You know, we went to Hartley University, so I hardly know how to do anything in the ground.
I hardly know how to read.
I hardly know how to speak.
So I'm not going to pretend like I understand.
and every aspect of the Voting Rights Act.
But according to this, they were down there for the summer of freedom to get people to vote.
So clearly you could vote, but maybe the Voting Rights Act gave you some protections.
Like, they assured that you can't disenfranchise people from voting.
Yeah.
So I don't think it gave them the right to vote necessarily, but it protected their right to vote, I think.
Could be wrong.
Valedictorian of Hartley University.
Fran just went there, you know, took some summer classes, a couple of credits.
I'm valedictorian
I got my BS from Harley
You graduated?
Yeah, I graduated with honors
I got my BS
That's that boy stop
41 years after the murders took place
Edgar Ray Killen, the preacher
Was charged by the state of Mississippi
For his part in the crimes
This was due heavily in part by a journalist
Who I can't remember his name right now
I'm really sorry
But there was this journalist in the 1980s
This white guy
Who found out about this story
and just talked about it for 20 years straight.
Every chance he got, he worked for like a local newspaper.
And he kept talking about it until it started getting national attention.
Like, wait a minute, what happened?
So this guy, he organized this whole thing.
And then these people got killed and he's free.

## Problems to work on
1. According to the transcript, how many years after the murders was Edgar Ray Killen charged by the state of Mississippi?
2. Retype the transcript word for word, starting at "But according to" and ending at "of Hartley University.".

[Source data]
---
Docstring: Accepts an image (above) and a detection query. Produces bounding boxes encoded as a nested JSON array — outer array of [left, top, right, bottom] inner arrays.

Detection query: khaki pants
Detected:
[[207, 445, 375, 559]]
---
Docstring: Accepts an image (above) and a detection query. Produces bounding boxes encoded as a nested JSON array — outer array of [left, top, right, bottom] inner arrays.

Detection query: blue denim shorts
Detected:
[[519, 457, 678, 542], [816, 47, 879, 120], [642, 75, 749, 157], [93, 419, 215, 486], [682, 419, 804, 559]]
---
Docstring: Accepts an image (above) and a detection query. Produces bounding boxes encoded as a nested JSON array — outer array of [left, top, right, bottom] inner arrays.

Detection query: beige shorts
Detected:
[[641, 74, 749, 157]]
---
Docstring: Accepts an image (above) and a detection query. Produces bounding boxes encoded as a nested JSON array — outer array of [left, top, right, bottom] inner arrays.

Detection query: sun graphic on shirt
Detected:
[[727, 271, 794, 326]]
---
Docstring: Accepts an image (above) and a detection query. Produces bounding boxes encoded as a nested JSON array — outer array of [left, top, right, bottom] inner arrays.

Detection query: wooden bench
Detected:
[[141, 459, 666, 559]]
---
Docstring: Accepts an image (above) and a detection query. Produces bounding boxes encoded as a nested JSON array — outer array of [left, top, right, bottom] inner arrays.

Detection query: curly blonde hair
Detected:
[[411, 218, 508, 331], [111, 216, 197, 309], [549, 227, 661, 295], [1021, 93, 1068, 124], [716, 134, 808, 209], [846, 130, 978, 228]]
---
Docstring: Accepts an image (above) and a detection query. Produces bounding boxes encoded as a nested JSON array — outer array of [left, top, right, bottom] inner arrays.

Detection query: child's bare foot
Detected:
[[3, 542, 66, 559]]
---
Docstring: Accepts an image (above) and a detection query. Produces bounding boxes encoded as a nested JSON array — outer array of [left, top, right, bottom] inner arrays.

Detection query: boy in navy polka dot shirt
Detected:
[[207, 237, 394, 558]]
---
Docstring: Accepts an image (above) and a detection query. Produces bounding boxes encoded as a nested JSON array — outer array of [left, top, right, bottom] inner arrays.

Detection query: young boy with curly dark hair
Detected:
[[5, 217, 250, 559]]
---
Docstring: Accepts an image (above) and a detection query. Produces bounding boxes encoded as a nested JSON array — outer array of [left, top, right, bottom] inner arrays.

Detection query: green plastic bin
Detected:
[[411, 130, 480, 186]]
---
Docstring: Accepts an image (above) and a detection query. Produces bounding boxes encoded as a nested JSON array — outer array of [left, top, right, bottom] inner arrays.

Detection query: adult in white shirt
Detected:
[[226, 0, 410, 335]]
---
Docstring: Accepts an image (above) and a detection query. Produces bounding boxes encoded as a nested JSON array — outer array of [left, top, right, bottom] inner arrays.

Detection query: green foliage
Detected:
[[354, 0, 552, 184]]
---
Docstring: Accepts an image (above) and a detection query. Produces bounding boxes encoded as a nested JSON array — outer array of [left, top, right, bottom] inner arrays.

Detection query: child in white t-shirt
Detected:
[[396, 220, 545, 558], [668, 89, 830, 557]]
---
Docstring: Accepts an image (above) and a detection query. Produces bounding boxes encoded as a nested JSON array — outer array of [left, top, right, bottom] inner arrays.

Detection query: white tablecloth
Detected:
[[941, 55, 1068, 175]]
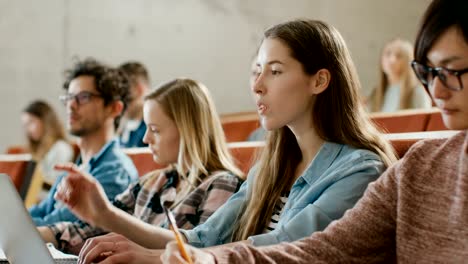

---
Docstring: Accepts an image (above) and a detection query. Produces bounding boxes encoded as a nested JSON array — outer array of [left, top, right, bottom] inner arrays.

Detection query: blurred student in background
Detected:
[[118, 61, 150, 148], [368, 38, 431, 112], [21, 100, 74, 192]]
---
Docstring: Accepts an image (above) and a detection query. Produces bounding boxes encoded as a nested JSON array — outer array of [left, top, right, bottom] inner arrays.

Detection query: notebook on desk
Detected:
[[0, 174, 78, 264]]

## The results
1. 41 years.

2.
But according to this, they were down there for the summer of freedom to get people to vote.
So clearly you could vote, but maybe the Voting Rights Act gave you some protections.
Like, they assured that you can't disenfranchise people from voting.
Yeah.
So I don't think it gave them the right to vote necessarily, but it protected their right to vote, I think.
Could be wrong.
Valedictorian of Hartley University.